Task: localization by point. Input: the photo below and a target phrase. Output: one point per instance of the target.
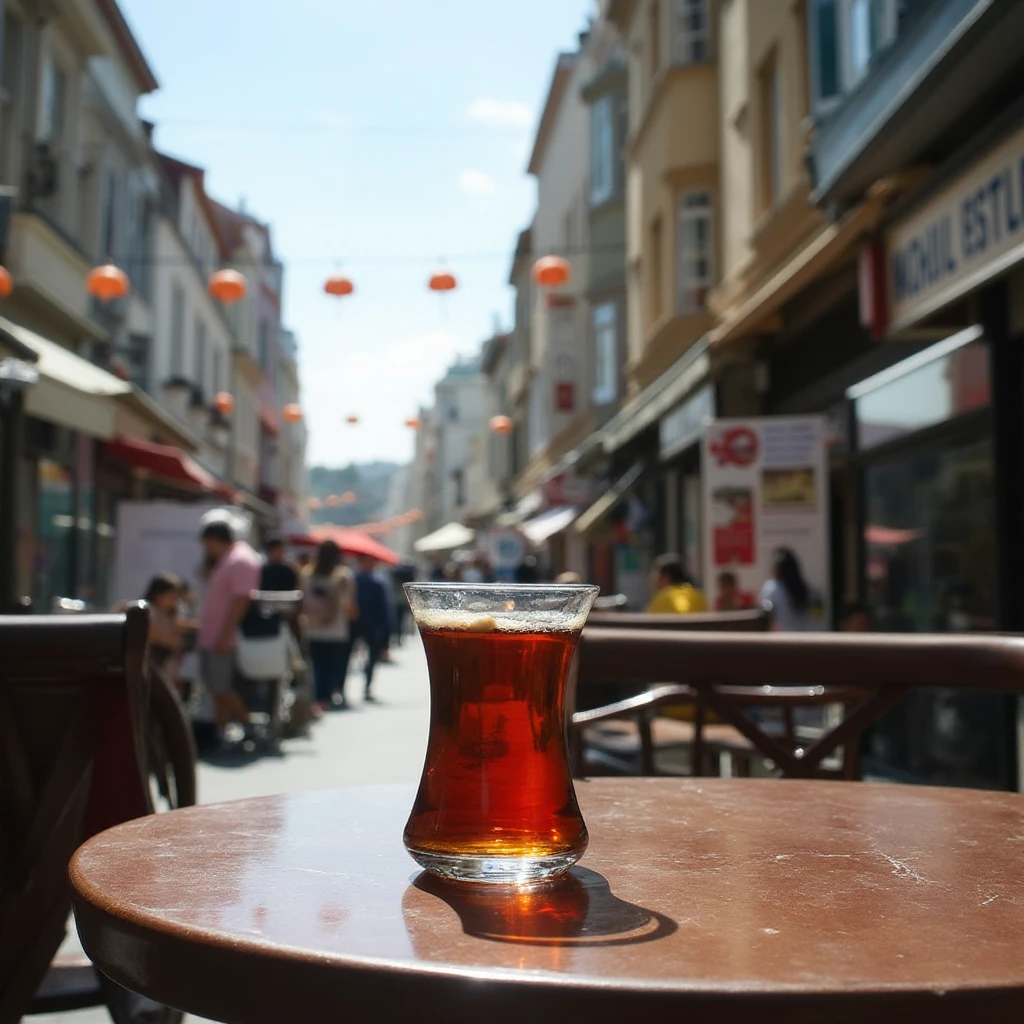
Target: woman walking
(329, 604)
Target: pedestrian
(794, 607)
(233, 574)
(674, 592)
(330, 605)
(374, 625)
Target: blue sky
(377, 136)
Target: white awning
(551, 522)
(450, 537)
(71, 391)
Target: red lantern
(442, 281)
(227, 286)
(339, 286)
(107, 283)
(552, 271)
(223, 402)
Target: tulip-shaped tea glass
(496, 802)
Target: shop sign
(765, 486)
(972, 230)
(684, 425)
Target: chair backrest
(704, 622)
(961, 662)
(73, 741)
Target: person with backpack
(330, 608)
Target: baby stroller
(267, 654)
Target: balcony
(924, 90)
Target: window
(694, 252)
(846, 36)
(772, 142)
(605, 353)
(52, 108)
(690, 32)
(201, 354)
(177, 332)
(656, 264)
(602, 144)
(654, 38)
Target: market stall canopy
(354, 542)
(71, 391)
(453, 536)
(169, 464)
(553, 521)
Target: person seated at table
(674, 590)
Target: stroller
(267, 659)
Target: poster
(765, 487)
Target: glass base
(495, 870)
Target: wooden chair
(74, 709)
(721, 668)
(624, 735)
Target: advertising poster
(765, 487)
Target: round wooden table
(708, 899)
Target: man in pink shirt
(235, 576)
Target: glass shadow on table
(576, 909)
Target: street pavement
(369, 743)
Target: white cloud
(503, 113)
(476, 182)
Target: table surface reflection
(795, 900)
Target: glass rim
(569, 588)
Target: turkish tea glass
(496, 801)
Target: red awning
(354, 542)
(169, 464)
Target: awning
(450, 537)
(354, 542)
(169, 464)
(608, 500)
(686, 374)
(71, 391)
(553, 521)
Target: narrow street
(379, 742)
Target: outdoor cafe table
(705, 899)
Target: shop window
(690, 41)
(694, 252)
(605, 325)
(944, 381)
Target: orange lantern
(223, 402)
(107, 283)
(442, 281)
(227, 286)
(339, 286)
(552, 271)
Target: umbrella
(354, 542)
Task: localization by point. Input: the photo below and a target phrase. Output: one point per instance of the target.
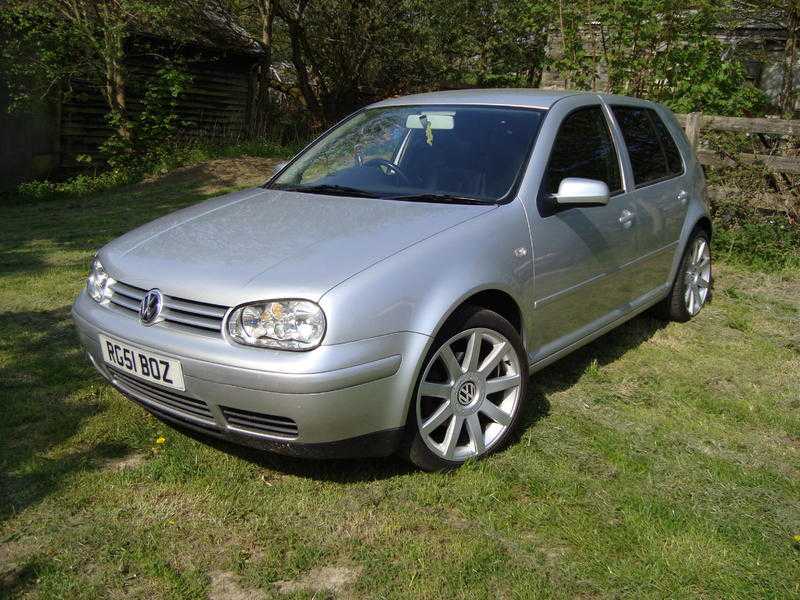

Goal » Can you output, word for word, the stretch of the material from the line containing "Target: narrow street" through the end of the material, leaving any pictures out?

Answer in full »
Target: narrow street
(379, 742)
Target: outdoor cafe table
(705, 899)
Target: shop window
(690, 41)
(694, 252)
(605, 325)
(944, 381)
Target: orange lantern
(223, 402)
(107, 283)
(442, 281)
(227, 286)
(339, 286)
(552, 271)
Target: umbrella
(354, 542)
Task: localization by point. Input: the photo below and a target phrase. Output: one point per instance of the target.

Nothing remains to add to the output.